◆ Assignment
In the entries that follow, how many lines contain "instance"? Answer with the number only.

★ ★ ★ ★ ★ ★ ★

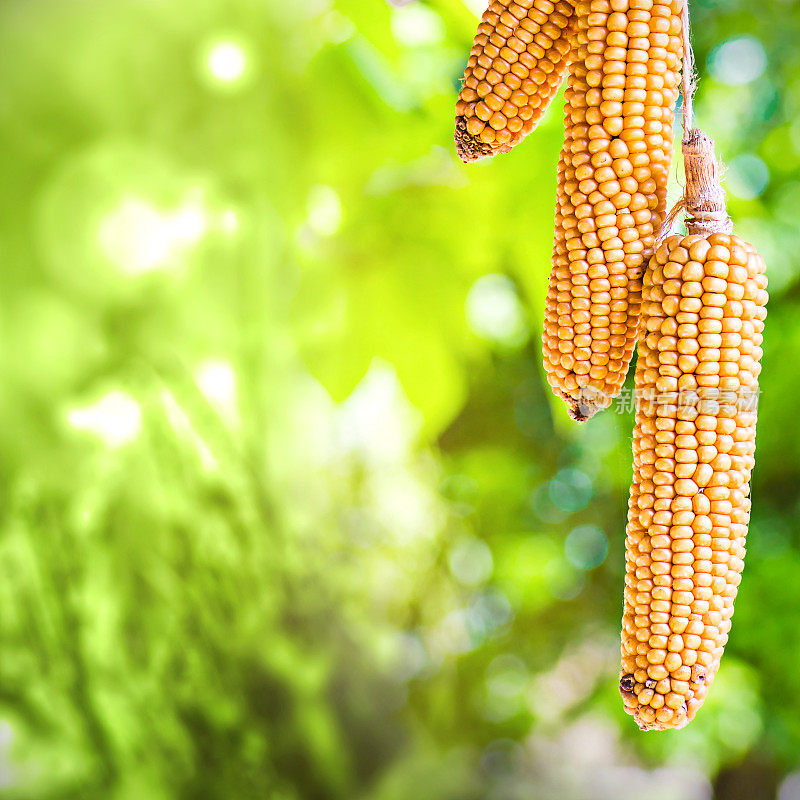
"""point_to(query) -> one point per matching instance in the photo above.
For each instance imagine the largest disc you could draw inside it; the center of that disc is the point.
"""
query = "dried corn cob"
(703, 315)
(516, 65)
(612, 186)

★ ★ ★ ★ ★ ★ ★

◆ Exercise output
2